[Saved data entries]
---*---

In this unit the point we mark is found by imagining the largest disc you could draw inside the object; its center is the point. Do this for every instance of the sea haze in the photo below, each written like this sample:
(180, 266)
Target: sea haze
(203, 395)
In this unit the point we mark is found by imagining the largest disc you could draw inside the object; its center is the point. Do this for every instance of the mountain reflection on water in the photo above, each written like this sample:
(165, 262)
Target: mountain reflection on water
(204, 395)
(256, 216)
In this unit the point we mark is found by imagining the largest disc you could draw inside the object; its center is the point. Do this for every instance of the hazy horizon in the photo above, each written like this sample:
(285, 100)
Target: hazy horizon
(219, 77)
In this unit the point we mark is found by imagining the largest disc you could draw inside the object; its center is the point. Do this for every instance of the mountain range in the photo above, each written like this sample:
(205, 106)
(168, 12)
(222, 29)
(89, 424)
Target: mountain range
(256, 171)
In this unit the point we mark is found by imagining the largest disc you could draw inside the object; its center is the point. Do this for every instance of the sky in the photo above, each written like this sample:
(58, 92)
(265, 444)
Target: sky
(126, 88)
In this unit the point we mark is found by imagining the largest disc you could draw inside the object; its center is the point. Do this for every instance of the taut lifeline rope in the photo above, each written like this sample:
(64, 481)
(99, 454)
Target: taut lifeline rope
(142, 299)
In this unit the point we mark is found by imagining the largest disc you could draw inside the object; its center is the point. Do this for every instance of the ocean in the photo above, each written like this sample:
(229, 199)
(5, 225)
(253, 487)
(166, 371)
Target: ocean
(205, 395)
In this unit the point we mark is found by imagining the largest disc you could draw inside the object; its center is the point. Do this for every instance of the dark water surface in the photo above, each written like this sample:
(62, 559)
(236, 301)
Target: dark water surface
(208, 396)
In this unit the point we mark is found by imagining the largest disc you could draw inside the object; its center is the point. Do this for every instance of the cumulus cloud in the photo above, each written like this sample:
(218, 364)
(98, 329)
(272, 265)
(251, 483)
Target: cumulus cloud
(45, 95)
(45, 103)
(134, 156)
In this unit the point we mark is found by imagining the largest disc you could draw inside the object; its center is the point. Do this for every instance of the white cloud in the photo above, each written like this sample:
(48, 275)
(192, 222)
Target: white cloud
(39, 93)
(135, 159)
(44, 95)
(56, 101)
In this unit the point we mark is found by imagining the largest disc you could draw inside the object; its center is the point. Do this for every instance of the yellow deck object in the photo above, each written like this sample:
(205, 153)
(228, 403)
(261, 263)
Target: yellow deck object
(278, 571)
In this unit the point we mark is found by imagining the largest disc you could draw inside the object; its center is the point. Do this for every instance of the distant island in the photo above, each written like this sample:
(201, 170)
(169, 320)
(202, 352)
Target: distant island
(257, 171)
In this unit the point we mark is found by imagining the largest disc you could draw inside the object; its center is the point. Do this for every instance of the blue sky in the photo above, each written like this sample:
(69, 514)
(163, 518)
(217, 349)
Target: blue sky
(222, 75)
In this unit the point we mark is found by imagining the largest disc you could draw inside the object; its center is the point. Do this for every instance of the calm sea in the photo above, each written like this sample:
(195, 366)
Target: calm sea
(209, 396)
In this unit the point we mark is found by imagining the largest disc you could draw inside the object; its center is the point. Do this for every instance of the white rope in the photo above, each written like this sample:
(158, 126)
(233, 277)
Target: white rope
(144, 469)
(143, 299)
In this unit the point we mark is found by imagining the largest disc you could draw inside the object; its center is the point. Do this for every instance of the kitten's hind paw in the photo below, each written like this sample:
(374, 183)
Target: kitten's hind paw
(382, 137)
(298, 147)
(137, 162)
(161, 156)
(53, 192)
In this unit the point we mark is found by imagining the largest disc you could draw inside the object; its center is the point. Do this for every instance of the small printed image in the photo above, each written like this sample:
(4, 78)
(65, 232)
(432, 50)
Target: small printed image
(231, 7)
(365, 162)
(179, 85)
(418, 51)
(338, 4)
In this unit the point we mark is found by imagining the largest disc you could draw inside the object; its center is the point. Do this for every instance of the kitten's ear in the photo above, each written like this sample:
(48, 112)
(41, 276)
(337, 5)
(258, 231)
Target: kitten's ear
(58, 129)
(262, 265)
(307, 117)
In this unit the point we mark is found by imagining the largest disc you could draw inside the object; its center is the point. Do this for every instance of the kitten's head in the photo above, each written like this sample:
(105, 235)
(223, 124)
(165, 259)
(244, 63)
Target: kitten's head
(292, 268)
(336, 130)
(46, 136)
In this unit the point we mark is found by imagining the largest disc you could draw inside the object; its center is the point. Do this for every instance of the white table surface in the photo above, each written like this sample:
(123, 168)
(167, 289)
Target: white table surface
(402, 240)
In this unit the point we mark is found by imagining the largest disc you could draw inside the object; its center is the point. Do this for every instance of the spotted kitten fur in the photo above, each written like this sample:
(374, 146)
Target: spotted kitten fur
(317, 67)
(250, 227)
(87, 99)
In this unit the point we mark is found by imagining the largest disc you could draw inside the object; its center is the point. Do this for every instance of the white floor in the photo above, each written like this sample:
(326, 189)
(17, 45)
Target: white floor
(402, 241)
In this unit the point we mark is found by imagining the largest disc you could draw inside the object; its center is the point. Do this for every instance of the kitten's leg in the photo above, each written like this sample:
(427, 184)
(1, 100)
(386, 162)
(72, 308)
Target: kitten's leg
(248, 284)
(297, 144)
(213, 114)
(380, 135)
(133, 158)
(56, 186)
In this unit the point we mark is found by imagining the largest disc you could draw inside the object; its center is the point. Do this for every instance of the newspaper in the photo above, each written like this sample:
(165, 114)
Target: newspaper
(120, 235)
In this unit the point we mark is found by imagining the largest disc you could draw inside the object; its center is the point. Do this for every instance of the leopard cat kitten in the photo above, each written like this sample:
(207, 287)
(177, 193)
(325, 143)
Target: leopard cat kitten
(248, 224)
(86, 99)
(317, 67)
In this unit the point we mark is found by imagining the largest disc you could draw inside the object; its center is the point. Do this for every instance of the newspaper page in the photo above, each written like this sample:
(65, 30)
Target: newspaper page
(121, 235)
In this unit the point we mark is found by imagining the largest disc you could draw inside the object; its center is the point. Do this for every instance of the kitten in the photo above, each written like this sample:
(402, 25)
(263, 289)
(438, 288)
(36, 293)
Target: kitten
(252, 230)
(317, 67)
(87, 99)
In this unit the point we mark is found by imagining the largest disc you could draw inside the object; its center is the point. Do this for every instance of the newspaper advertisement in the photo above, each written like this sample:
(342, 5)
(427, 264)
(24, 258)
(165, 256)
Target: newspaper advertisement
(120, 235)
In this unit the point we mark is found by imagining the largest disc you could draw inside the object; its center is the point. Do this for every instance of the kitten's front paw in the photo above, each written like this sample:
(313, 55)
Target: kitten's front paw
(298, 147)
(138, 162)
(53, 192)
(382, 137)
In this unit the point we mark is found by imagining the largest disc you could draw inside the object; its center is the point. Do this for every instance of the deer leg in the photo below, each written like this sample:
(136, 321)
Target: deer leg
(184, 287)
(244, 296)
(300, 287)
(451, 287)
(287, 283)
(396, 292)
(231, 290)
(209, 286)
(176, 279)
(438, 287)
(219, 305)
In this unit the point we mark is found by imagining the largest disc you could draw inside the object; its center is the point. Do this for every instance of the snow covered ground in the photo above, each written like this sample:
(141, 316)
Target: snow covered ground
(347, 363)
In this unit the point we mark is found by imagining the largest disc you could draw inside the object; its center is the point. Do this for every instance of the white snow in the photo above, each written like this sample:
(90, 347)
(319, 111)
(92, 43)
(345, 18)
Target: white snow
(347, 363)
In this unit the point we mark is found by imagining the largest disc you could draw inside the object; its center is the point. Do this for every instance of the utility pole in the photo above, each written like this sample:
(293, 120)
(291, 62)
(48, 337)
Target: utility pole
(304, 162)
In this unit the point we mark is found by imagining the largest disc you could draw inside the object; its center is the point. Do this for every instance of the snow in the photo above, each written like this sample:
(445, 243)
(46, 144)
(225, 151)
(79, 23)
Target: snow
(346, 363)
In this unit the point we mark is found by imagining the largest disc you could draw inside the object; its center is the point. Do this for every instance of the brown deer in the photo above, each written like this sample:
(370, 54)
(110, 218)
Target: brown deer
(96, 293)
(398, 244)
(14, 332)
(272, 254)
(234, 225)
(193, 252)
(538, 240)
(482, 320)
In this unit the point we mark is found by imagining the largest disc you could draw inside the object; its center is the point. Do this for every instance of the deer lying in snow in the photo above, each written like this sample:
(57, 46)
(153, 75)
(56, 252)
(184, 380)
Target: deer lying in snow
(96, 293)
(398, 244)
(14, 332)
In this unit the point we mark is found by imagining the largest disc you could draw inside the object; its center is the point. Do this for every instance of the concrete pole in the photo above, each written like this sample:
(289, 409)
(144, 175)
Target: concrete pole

---*---

[SET TASK] With both ends included, please retype exactly the lines from the line containing "of the brown" to the final line of the data.

[TASK RESPONSE]
In this unit the point we mark is found by imagining the largest disc you could draw inside the object; its center is the point. Do this for every instance of the brown deer in the photo above, each written like this sample:
(370, 54)
(110, 218)
Target: brown deer
(96, 293)
(398, 244)
(14, 332)
(272, 254)
(234, 225)
(193, 252)
(538, 240)
(482, 320)
In this unit the point we mark is found by imagining the largest disc you could draw inside the object; its center is the point. Do this for every instance of the deer lying in snow in the photo above, each written like this sample:
(57, 46)
(153, 75)
(56, 252)
(184, 380)
Target: deer lying in snow
(96, 293)
(398, 244)
(14, 332)
In this unit the point we mark is found by imagining the largest disc you could draw inside the object; its center is the point. Do this for every instance of the concrete pole in the photo above, each written like this sample:
(289, 409)
(144, 175)
Target: concrete pole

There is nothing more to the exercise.